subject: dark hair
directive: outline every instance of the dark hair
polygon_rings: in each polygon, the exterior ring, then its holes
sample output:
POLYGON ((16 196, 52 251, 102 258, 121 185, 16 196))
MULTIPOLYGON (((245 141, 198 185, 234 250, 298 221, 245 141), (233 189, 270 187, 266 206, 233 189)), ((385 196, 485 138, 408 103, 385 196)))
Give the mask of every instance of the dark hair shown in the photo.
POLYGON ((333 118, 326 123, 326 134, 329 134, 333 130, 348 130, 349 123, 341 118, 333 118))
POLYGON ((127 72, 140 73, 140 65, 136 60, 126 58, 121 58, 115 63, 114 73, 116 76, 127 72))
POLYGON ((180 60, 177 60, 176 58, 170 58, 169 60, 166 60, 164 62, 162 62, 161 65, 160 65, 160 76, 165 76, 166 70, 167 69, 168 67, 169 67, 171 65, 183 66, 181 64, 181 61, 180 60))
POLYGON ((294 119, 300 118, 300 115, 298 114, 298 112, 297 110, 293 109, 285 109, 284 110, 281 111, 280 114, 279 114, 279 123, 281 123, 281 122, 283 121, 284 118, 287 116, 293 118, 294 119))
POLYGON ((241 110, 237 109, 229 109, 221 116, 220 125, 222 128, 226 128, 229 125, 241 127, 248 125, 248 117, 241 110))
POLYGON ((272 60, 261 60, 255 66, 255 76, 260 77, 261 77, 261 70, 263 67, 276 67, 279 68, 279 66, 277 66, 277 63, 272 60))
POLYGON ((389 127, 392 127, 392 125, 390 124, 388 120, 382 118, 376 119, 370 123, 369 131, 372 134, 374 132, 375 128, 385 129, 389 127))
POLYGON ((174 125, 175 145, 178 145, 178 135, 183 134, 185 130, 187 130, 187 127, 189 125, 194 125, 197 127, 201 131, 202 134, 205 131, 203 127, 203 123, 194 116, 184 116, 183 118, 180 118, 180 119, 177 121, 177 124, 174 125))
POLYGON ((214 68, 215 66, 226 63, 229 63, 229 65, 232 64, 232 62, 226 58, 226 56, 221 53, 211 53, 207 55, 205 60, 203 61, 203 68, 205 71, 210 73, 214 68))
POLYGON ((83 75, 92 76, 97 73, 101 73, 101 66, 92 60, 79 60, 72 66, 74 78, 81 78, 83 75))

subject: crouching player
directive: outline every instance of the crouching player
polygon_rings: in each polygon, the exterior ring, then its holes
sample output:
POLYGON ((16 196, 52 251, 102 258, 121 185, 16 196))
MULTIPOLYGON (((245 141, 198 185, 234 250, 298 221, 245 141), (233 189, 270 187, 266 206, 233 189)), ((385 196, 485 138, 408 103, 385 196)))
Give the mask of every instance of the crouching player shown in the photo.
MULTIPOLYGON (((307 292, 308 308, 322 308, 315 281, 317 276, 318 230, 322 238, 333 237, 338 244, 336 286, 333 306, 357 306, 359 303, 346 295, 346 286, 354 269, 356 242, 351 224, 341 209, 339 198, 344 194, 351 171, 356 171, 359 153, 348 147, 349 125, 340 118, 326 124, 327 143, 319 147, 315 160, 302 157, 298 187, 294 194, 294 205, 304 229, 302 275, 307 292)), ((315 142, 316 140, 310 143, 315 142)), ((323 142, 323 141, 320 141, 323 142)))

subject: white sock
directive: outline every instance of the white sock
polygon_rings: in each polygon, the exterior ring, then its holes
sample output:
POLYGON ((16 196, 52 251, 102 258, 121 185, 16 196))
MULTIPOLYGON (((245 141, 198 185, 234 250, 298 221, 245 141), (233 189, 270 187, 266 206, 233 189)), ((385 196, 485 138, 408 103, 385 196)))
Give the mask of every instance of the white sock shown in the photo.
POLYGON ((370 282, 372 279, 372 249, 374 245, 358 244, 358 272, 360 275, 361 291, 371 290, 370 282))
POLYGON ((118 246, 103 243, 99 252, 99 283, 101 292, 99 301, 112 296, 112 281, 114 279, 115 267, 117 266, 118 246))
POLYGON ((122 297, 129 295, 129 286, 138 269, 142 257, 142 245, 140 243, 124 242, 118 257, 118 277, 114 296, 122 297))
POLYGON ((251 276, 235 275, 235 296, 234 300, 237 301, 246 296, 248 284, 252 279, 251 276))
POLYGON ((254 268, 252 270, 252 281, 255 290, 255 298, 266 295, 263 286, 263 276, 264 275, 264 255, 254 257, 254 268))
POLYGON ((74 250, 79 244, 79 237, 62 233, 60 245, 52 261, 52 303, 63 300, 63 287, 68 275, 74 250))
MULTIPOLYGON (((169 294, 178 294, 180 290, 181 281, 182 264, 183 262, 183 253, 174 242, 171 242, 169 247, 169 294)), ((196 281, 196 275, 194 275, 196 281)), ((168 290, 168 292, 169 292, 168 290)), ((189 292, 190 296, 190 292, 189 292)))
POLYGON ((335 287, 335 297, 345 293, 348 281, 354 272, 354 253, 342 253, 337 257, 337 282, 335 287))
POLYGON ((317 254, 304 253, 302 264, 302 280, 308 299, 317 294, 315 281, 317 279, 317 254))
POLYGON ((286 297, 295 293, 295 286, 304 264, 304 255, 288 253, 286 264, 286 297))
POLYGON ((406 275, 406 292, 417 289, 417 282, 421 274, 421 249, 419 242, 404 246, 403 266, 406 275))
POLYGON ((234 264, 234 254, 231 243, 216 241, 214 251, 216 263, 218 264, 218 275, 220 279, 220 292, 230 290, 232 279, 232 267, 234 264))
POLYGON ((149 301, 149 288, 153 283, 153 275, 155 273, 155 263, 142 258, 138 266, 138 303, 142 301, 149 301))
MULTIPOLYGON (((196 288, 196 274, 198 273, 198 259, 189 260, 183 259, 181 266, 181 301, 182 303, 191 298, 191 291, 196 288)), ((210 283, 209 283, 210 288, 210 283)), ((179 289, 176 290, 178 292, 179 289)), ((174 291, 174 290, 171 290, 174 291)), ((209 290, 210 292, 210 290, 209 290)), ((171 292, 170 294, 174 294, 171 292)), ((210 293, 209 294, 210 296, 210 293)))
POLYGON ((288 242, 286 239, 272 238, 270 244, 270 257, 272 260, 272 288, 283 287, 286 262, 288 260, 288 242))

################

SHORT EXERCISE » Could you copy the listing above verbatim, starting at its first line and stopping after the line that contains "POLYGON ((174 125, 175"?

THE REPLY »
subject: dark hair
directive: outline every instance of the dark hair
polygon_rings: in each polygon, the exterior ring, then its holes
sample output:
POLYGON ((16 196, 52 251, 102 258, 121 185, 16 196))
MULTIPOLYGON (((245 141, 198 185, 234 250, 298 221, 245 141), (233 189, 270 187, 266 206, 233 189)), ((385 196, 485 138, 408 103, 385 196)))
Give the mask of every instance of the dark hair shown in the photo.
POLYGON ((333 118, 326 123, 326 134, 329 134, 333 130, 348 130, 349 123, 341 118, 333 118))
POLYGON ((127 72, 140 73, 140 65, 136 60, 126 58, 121 58, 115 63, 114 73, 116 76, 127 72))
POLYGON ((180 60, 177 60, 176 58, 170 58, 169 60, 166 60, 164 62, 162 62, 161 65, 160 65, 160 76, 165 76, 166 70, 167 69, 168 67, 169 67, 171 65, 183 66, 181 64, 181 61, 180 60))
POLYGON ((294 119, 300 118, 300 115, 298 114, 298 112, 297 110, 293 109, 285 109, 284 110, 281 111, 280 114, 279 114, 279 123, 281 123, 281 122, 283 121, 284 118, 287 116, 293 118, 294 119))
POLYGON ((241 110, 237 109, 229 109, 221 116, 220 125, 222 128, 226 128, 229 125, 241 127, 248 125, 248 117, 241 110))
POLYGON ((272 60, 261 60, 255 66, 255 76, 260 77, 261 77, 261 70, 263 67, 276 67, 279 68, 279 66, 277 66, 277 63, 272 60))
POLYGON ((389 127, 392 127, 392 125, 390 124, 388 120, 382 118, 376 119, 370 123, 369 131, 372 134, 374 132, 375 128, 385 129, 389 127))
POLYGON ((174 125, 175 145, 178 145, 178 135, 183 134, 185 130, 187 130, 187 127, 189 125, 194 125, 197 127, 201 131, 202 134, 205 131, 203 127, 203 123, 194 116, 184 116, 183 118, 180 118, 180 119, 177 121, 177 124, 174 125))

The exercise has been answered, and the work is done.